- Objective a
Quote each line in the rows below that contains the string "feather".

- Source

Logging in for the first time

To log in on the main node run

     ssh -Y octopus

or perhaps

     ssh -Y octopus.theophys.kth.se

You can also log in to one of the other nodes t2, t3, or t4.

Changing password

If you want to change your password, run

    passwd

You need to do it manually for each node. Make sure to use the same password on every node, or else…

Generate SSH keys

Run

    ssh-keygen

Accept the default and leave the passphrase empty for simplicity. Copy your newly created key to .ssh/authorized_keys:

    cp .ssh/id_rsa.pub .ssh/authorized_keys

This will enable you to log in to the other nodes of the cluster without being prompted for a password.

Filesystem

The cluster runs a parallel filesystem called GlusterFS, which lets you access your home directory (/home/user) on each node.

- Objective b
Answer these questions from the cluster guide above:
(i) Which command changes your password?
(ii) Which other nodes, besides the main node, can you log in to?
(iii) What is the name of the parallel filesystem the cluster runs?

- Given records

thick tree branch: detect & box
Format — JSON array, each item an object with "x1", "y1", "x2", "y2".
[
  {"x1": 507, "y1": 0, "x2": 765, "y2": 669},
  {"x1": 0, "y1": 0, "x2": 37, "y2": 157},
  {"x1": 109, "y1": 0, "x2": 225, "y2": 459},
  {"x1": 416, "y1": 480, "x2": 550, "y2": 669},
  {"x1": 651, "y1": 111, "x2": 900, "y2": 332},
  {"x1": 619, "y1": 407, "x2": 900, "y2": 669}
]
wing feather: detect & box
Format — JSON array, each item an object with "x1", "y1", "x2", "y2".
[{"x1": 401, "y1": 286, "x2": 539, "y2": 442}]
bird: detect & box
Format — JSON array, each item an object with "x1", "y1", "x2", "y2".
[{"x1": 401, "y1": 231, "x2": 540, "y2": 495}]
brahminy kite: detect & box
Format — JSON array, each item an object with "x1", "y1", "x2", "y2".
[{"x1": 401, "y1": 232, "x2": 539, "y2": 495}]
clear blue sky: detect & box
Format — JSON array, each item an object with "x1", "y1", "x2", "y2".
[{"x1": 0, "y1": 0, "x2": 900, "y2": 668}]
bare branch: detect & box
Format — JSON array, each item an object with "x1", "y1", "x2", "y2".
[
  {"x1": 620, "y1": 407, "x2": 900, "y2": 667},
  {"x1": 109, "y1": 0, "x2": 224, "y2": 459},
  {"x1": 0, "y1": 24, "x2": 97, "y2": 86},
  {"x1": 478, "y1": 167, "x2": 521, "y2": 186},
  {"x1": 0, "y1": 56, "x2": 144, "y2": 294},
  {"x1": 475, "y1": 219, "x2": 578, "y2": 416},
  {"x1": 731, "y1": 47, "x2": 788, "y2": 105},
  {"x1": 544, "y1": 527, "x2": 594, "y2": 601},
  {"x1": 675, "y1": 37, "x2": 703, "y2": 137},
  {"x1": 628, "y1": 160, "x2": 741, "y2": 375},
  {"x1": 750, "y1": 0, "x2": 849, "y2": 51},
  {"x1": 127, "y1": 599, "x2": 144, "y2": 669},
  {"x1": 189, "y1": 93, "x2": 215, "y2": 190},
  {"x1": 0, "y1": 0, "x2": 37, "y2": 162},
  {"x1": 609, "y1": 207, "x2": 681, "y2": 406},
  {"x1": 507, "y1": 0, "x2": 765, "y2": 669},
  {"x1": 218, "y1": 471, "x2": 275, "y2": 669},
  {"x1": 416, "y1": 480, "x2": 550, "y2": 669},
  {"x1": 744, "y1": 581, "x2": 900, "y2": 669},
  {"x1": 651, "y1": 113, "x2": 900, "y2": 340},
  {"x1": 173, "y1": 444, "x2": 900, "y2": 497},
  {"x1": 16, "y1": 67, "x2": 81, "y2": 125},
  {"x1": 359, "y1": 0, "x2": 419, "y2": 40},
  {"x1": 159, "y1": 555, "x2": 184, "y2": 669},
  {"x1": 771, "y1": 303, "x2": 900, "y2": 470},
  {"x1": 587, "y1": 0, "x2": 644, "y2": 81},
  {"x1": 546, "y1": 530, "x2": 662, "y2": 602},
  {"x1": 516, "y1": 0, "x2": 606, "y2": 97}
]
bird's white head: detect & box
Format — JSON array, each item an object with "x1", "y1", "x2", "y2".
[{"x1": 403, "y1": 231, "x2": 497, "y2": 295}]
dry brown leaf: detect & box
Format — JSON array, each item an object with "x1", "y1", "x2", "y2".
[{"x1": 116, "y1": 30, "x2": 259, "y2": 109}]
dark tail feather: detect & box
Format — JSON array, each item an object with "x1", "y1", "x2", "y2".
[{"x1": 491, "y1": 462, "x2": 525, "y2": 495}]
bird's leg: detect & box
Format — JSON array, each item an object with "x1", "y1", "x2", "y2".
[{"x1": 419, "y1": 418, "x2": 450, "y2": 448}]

- Written response a
wing feather: detect & box
dark tail feather: detect & box

- Written response b
(i) passwd
(ii) t2, t3, or t4
(iii) GlusterFS